▶ [Selected extract]:
>>>>
Grant Title: Prion protein aggregate size distribution drives clinical phenotype

Location: Centre for Prions and Protein Folding Diseases, University of Alberta, Edmonton, Alberta, Canada

Grant Year: 2022

CJD patients have a wide range of symptoms and disease durations, even though all are caused by the same prion protein, PrP. How is this possible? We know that PrP can misfold into many shapes and clump into many sizes. We propose that the relative sizes of particles in specific brain regions determines what symptoms a patient develops and how quickly they succumb. We will measure prion sizes from different brain regions of patients who had different symptoms and disease durations, to see which sizes correlate with which symptoms. We will also assess whether different membrane environments in different brain regions might be responsible for the different PrP sizes, since we know that prion misfolding occurs on the membrane and is affected by membrane changes.

About the Researchers:

Leonardo Cortez, PhD
Centre for Prions and Protein Folding Diseases, University of Alberta, Edmonton, Alberta, Canada

Dr Leonardo Cortez is a Research Associate in the laboratory of Dr. Valerie Sim, at the Centre for Prions and Protein Folding Diseases, University of Alberta, Canada. He attained his B.Sc and PhD in Biological Chemistry at the University of Buenos Aires, Argentina, followed by post-doctoral training at the University of Alberta, Canada. He has worked in the Sim laboratory since 2011, where he has been studying the biophysical properties and biochemical mechanisms of aggregation-prone proteins, including prion protein and amyloid beta, and how they relate to neurodegenerative disease pathologies. He has published studies on how molecular changes in prion protein sequence affect aggregation, how anti-prion compounds may interfere with prion disease pathogenesis, and how prion aggregate size correlates with clinical phenotype. He is currently isolating and characterizing human brain-derived prion particles to better understand how the biophysics of a prion aggregate may drive the heterogeneous presentation of prion disease in patients.

Valerie Sim, MD, FRCPC
Centre for Prions and Protein Folding Diseases, University of Alberta, Edmonton, Alberta, Canada

Dr. Valerie Sim is a prion scientist at the Centre for Prions and Protein Folding Diseases at the University of Alberta, and a clinical neurologist at the University of Alberta Hospital, in Edmonton, AB, Canada. She is the medical director of the Canadian CJD Association and co-founder of the Edmonton Cognitive Neurology Clinic.

After her obtaining her BSc(Hon) and MD at the University of Calgary, followed by a neurology residency at the University of Ottawa, Dr. Sim completed a post-doctoral fellowship in prion disease research at Rocky Mountain Laboratories, NIH, Montana, under the supervision of Dr. Byron Caughey. She joined the University of Alberta Division of Neurology in 2009 and was promoted to associate professor with tenure in July 2016.

In her research lab, Dr Sim is interested in understanding how a prion’s size and shape can influence patterns of disease and risks of transmission. She isolates prion particles from infected brain samples using asymmetric flow field-flow fractionation and examines pathogenesis in a “prion-disease-in-a-dish” brain slice culture model. From light scattering analysis and protein biochemistry to animal treatment experiments, her research publications have received international media attention.

She is also passionate about promoting science communication and has published a TEDx talk on prion disease. She regularly presents the science of prion disease to diverse communities across Alberta, Canada, and internationally.

Recipient of:

The Strides for CJD Research Grant

Contributed by: The Families of the CJD Foundation

Funds raised by the annual Strides for CJD run/walk have been applied to research grants awarded since 2016.
<<<<
▶ [Exercises]:
1) Please return the part of the prion grant page between "Dr. Valerie Sim is" and "in July 2016.", inclusive, copied word for word.
2) Turn the paragraph of the prion grant page that begins "Dr Leonardo Cortez is a Research Associate" into a short bulleted list that keeps its main facts.

▶ [Information]:
>>>>
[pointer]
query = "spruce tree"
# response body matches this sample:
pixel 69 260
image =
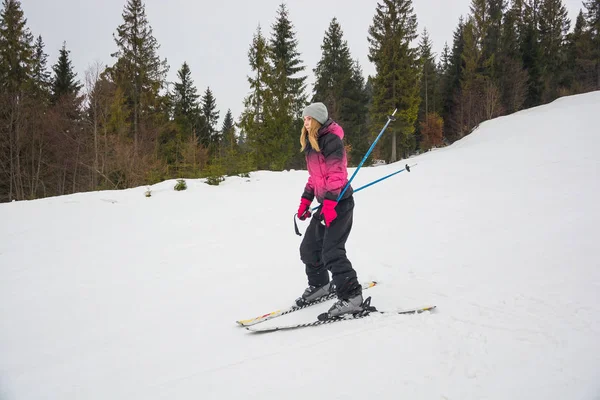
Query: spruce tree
pixel 186 108
pixel 340 86
pixel 64 82
pixel 355 115
pixel 138 70
pixel 593 22
pixel 396 83
pixel 210 137
pixel 286 98
pixel 532 52
pixel 580 60
pixel 228 131
pixel 512 78
pixel 252 121
pixel 554 25
pixel 334 70
pixel 452 78
pixel 287 64
pixel 16 54
pixel 428 76
pixel 429 82
pixel 40 76
pixel 16 48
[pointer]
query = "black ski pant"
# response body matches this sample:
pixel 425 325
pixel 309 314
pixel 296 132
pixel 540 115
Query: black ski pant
pixel 323 250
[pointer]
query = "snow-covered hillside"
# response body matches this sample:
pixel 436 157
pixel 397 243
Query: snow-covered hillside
pixel 112 295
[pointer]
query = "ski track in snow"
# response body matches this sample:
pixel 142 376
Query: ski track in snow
pixel 114 295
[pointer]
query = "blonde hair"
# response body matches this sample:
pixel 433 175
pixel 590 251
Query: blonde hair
pixel 312 133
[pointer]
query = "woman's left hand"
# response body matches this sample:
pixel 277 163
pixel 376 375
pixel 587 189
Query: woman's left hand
pixel 328 211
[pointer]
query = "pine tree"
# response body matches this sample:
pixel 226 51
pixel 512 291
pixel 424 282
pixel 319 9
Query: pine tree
pixel 259 64
pixel 428 77
pixel 64 82
pixel 285 100
pixel 16 48
pixel 512 78
pixel 396 84
pixel 355 115
pixel 228 131
pixel 339 84
pixel 554 25
pixel 209 135
pixel 593 22
pixel 186 108
pixel 287 64
pixel 40 76
pixel 580 61
pixel 138 71
pixel 334 70
pixel 532 52
pixel 452 82
pixel 16 54
pixel 252 120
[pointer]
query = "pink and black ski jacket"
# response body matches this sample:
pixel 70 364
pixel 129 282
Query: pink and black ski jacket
pixel 327 169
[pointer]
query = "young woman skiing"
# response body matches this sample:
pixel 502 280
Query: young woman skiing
pixel 323 247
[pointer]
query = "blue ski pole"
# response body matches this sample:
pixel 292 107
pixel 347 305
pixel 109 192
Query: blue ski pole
pixel 390 119
pixel 406 168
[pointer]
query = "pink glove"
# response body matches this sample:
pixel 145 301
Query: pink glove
pixel 328 211
pixel 304 209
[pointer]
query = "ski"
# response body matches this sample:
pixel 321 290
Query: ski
pixel 349 317
pixel 279 313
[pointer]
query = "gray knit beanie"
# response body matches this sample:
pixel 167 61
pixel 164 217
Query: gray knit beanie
pixel 317 111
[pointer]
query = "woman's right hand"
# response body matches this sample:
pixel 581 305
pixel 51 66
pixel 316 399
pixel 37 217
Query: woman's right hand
pixel 304 209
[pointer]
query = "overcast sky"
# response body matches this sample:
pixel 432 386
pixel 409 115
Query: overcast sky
pixel 214 36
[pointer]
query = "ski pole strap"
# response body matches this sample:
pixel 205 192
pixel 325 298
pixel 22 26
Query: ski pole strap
pixel 296 227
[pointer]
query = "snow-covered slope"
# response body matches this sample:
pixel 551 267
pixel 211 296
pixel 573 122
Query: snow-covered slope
pixel 112 295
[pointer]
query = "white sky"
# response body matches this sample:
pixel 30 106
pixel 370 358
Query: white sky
pixel 214 36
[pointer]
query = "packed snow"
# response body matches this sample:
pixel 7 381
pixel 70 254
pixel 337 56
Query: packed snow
pixel 114 295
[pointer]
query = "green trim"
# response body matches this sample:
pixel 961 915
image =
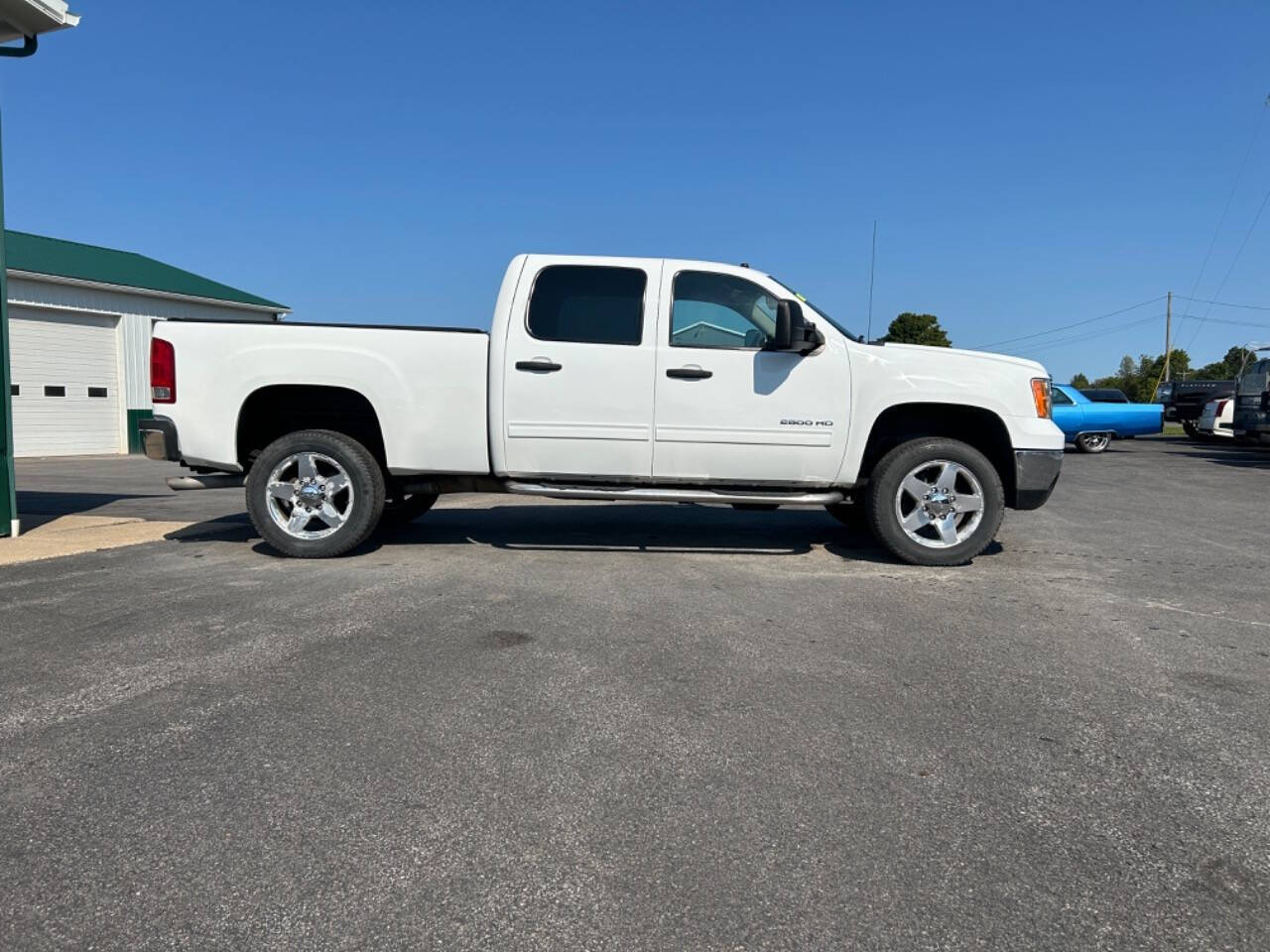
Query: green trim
pixel 105 266
pixel 8 480
pixel 135 417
<<<<
▶ [Solutions by task]:
1)
Dr. Valerie Sim is a prion scientist at the Centre for Prions and Protein Folding Diseases at the University of Alberta, and a clinical neurologist at the University of Alberta Hospital, in Edmonton, AB, Canada. She is the medical director of the Canadian CJD Association and co-founder of the Edmonton Cognitive Neurology Clinic.

After her obtaining her BSc(Hon) and MD at the University of Calgary, followed by a neurology residency at the University of Ottawa, Dr. Sim completed a post-doctoral fellowship in prion disease research at Rocky Mountain Laboratories, NIH, Montana, under the supervision of Dr. Byron Caughey. She joined the University of Alberta Division of Neurology in 2009 and was promoted to associate professor with tenure in July 2016.

2)
- Research Associate in Dr. Valerie Sim's laboratory at the Centre for Prions and Protein Folding Diseases, University of Alberta, Canada
- B.Sc and PhD in Biological Chemistry from the University of Buenos Aires, Argentina, then post-doctoral training at the University of Alberta
- In the Sim laboratory since 2011, studying the biophysical properties and biochemical mechanisms of aggregation-prone proteins, including prion protein and amyloid beta, and how they relate to neurodegenerative disease pathologies
- Published studies on three topics:
  - how changes in prion protein sequence affect aggregation
  - how anti-prion compounds may interfere with prion disease pathogenesis
  - how prion aggregate size correlates with clinical phenotype
- Currently isolating and characterizing human brain-derived prion particles to understand how a prion aggregate's biophysics may drive the varied presentation of prion disease in patients